>> Start DATASET RECORDS

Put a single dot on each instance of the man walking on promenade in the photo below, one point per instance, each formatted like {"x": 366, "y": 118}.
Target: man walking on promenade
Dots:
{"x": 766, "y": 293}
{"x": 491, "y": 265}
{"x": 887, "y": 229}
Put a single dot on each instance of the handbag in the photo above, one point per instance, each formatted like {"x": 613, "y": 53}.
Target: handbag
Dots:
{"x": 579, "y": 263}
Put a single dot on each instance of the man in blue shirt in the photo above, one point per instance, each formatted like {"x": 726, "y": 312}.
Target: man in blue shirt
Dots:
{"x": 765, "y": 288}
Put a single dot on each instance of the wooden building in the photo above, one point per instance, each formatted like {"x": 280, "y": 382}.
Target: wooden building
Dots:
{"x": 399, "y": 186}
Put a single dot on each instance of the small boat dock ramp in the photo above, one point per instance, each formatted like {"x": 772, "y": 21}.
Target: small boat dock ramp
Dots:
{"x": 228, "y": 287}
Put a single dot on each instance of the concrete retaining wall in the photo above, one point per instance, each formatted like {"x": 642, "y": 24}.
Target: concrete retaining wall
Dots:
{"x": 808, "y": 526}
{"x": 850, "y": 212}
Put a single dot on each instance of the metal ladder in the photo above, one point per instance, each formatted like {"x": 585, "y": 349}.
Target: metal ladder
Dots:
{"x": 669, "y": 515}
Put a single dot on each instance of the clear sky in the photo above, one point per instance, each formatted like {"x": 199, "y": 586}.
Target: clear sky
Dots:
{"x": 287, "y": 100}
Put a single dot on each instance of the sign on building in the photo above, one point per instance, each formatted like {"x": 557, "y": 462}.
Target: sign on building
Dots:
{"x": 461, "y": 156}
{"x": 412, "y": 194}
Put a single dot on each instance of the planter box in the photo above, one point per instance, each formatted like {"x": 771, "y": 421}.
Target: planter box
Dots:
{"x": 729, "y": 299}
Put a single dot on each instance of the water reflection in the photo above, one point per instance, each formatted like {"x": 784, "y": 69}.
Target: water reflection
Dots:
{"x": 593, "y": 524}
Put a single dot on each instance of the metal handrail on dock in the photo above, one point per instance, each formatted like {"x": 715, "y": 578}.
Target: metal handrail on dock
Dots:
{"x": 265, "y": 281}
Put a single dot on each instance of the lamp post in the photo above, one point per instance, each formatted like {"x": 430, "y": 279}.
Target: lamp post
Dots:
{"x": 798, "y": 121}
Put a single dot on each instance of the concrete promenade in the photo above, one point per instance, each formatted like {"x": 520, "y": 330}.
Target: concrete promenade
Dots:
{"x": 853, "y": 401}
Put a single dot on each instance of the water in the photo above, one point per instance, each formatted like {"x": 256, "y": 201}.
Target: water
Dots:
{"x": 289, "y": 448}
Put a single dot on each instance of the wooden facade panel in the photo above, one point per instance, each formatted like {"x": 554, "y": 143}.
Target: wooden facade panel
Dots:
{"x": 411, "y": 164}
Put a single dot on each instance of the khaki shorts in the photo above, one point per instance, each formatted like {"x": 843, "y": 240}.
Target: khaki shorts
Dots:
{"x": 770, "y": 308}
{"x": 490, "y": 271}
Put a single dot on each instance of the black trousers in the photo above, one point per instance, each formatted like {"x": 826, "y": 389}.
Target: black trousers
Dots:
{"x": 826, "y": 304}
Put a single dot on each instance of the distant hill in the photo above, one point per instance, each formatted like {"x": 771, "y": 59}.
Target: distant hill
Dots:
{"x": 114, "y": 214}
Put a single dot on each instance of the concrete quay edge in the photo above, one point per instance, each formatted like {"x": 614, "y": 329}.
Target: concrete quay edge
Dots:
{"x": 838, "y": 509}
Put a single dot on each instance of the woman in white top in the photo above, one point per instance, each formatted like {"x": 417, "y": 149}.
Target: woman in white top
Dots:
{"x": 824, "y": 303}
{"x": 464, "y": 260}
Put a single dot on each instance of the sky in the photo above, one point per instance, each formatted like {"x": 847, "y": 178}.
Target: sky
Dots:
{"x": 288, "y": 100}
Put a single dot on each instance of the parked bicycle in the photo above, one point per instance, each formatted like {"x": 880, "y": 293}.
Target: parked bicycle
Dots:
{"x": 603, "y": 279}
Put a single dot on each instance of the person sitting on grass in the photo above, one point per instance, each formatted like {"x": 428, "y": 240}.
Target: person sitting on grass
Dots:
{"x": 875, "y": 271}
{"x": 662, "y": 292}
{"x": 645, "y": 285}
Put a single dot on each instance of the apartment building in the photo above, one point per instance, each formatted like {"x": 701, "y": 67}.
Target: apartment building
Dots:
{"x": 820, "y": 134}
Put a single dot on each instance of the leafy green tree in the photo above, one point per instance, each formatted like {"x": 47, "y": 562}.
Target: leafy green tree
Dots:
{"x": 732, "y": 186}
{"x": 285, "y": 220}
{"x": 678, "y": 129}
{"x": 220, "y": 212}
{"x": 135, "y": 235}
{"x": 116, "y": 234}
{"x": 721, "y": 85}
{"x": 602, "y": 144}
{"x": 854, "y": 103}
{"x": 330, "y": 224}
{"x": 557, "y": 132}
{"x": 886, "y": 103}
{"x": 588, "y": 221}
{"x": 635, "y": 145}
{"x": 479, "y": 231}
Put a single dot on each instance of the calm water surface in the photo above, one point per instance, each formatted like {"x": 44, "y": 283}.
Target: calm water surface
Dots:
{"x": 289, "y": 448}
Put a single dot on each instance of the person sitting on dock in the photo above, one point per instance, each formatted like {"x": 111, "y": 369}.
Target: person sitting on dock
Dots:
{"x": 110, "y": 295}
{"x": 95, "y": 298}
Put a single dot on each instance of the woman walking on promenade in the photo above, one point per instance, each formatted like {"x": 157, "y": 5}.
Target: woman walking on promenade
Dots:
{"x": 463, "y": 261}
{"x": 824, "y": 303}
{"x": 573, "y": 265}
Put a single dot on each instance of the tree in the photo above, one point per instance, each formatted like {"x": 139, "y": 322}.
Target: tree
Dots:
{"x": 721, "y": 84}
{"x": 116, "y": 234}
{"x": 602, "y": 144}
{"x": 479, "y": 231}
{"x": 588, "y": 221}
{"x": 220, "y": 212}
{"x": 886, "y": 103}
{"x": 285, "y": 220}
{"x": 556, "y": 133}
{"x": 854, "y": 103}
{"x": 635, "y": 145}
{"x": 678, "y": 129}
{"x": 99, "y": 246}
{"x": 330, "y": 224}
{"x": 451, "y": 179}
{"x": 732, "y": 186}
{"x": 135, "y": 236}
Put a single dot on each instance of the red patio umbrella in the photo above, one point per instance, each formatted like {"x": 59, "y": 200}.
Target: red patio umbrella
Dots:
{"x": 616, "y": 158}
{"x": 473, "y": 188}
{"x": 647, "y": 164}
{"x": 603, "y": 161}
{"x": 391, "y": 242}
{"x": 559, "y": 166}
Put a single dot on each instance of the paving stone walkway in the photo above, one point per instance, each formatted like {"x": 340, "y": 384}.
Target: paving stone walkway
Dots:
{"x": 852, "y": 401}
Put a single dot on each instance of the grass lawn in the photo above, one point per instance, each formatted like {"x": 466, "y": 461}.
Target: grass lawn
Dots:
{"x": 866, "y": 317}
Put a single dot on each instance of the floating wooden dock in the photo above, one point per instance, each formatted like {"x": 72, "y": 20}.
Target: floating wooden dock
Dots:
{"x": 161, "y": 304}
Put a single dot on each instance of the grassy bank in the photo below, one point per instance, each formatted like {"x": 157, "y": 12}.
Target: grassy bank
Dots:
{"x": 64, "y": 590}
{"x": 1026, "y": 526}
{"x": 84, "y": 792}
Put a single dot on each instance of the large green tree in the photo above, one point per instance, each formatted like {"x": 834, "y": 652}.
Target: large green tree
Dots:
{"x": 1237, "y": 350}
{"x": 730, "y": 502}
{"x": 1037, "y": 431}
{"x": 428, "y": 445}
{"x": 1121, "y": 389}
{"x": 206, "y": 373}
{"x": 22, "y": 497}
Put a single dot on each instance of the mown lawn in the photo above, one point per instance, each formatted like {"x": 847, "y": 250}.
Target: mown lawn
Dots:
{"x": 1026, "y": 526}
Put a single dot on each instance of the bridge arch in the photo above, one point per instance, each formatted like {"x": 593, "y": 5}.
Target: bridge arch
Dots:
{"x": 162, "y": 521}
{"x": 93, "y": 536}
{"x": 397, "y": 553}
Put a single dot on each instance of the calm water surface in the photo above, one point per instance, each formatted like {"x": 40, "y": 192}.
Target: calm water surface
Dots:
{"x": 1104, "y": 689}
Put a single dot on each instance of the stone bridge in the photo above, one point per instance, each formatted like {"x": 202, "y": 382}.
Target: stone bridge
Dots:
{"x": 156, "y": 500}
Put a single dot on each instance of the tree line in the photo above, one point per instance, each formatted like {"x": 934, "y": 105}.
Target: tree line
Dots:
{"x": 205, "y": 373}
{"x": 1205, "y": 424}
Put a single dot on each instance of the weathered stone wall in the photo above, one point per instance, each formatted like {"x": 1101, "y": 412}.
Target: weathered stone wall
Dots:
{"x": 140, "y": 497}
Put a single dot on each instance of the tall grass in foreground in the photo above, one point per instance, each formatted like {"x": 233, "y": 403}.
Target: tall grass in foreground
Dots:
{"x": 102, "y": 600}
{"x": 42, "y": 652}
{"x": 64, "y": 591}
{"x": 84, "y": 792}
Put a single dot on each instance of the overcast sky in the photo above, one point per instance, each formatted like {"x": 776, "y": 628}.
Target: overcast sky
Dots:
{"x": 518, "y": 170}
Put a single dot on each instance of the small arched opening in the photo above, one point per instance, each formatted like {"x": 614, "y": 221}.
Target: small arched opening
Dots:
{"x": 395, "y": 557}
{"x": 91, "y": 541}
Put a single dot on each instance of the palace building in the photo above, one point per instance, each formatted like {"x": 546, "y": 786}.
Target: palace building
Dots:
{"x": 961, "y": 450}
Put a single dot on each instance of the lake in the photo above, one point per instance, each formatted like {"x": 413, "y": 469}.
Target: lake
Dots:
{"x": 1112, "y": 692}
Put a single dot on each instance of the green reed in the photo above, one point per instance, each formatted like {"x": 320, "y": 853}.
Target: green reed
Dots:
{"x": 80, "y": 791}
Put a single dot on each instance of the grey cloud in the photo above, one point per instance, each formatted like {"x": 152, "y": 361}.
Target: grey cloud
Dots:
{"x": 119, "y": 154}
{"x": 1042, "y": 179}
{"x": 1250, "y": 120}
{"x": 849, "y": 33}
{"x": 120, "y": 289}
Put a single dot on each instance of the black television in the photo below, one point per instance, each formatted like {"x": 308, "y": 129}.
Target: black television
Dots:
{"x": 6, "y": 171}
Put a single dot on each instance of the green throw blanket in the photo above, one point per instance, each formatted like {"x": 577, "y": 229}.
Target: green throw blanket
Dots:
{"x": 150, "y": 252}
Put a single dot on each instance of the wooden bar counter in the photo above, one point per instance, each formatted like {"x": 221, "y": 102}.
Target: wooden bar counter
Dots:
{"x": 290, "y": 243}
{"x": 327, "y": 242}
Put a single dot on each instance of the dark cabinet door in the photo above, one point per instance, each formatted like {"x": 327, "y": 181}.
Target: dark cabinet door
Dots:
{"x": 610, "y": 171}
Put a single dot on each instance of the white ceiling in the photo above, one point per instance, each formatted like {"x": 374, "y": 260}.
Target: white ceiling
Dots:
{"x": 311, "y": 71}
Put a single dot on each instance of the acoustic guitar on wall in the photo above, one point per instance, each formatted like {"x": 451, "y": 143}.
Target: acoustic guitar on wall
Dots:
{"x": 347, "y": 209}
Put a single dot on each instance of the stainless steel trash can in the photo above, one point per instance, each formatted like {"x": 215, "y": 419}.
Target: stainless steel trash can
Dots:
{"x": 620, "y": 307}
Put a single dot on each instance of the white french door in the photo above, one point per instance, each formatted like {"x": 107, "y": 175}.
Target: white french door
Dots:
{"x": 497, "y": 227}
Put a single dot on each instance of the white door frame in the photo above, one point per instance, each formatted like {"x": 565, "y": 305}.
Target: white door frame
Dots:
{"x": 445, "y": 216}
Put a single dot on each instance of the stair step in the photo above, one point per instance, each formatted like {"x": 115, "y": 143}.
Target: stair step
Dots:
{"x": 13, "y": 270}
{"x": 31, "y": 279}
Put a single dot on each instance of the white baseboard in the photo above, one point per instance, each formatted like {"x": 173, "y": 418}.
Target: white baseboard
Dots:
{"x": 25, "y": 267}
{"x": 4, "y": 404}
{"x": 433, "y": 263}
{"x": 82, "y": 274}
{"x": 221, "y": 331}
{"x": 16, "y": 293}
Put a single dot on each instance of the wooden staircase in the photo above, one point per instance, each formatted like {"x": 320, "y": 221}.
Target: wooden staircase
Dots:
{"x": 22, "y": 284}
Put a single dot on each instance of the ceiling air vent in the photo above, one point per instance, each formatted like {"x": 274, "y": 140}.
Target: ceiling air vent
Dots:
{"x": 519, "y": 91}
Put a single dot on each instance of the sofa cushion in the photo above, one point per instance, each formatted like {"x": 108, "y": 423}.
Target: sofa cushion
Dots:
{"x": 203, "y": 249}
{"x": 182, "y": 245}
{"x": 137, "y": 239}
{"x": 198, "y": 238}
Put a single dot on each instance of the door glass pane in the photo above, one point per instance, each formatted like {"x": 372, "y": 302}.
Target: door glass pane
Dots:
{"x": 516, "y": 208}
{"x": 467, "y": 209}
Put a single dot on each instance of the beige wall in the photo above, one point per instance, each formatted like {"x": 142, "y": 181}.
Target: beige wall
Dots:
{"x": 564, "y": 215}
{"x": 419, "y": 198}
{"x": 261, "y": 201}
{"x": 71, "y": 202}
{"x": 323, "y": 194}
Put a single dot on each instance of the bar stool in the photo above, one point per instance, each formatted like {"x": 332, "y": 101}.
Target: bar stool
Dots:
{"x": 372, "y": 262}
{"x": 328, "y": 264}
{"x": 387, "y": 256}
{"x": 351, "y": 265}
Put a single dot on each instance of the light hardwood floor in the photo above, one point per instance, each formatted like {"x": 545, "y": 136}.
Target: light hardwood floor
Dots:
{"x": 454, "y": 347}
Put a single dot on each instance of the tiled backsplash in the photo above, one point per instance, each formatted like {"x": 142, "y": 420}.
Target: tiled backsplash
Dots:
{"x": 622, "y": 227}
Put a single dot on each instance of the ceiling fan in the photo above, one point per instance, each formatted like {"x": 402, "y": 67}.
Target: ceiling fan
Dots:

>> End DATASET RECORDS

• _EXERCISE INSTRUCTIONS_
From the line containing "Put a single dot on each instance of the ceiling air" through the closing line of the material above, return every line exactly and omit all others.

• _TASK SOLUTION_
Put a single dot on each instance of the ceiling air vent in the photo above, one point per instance, each formatted like {"x": 274, "y": 140}.
Target: ceiling air vent
Dots:
{"x": 519, "y": 91}
Put a single dot on each instance of the sofa cushion in the photo above, one point per instance, each formatted like {"x": 108, "y": 423}.
Target: sofa cushion
Dots:
{"x": 203, "y": 249}
{"x": 182, "y": 245}
{"x": 137, "y": 239}
{"x": 198, "y": 238}
Put a single dot on each instance of the door glass pane in the photo above, one point per instance, each formatted like {"x": 372, "y": 302}.
Target: door glass pane
Dots:
{"x": 516, "y": 208}
{"x": 467, "y": 209}
Put a single dot on each instance of the beige wall in the photo above, one point per instance, each formatted like {"x": 142, "y": 181}.
Target: beige wall
Dots:
{"x": 564, "y": 215}
{"x": 419, "y": 198}
{"x": 261, "y": 201}
{"x": 71, "y": 202}
{"x": 323, "y": 194}
Put a single dot on each instance of the bar stool in the photo above, one point per instance, each formatted like {"x": 332, "y": 101}.
Target: bar stool
Dots:
{"x": 372, "y": 262}
{"x": 328, "y": 264}
{"x": 387, "y": 256}
{"x": 351, "y": 265}
Put a single dot on each instance of the light hardwood floor in the photo above, one point per instance, each formatted like {"x": 545, "y": 136}.
Target: light hardwood floor
Dots:
{"x": 454, "y": 347}
Put a single dot on each instance of the tiled backsplash in the photo above, one point per instance, each formatted like {"x": 142, "y": 420}.
Target: tiled backsplash
Dots:
{"x": 622, "y": 227}
Put a single dot on each instance of the ceiling fan in the photo above, one point per instance, each formatted like {"x": 402, "y": 67}.
Target: ceiling fan
Dots:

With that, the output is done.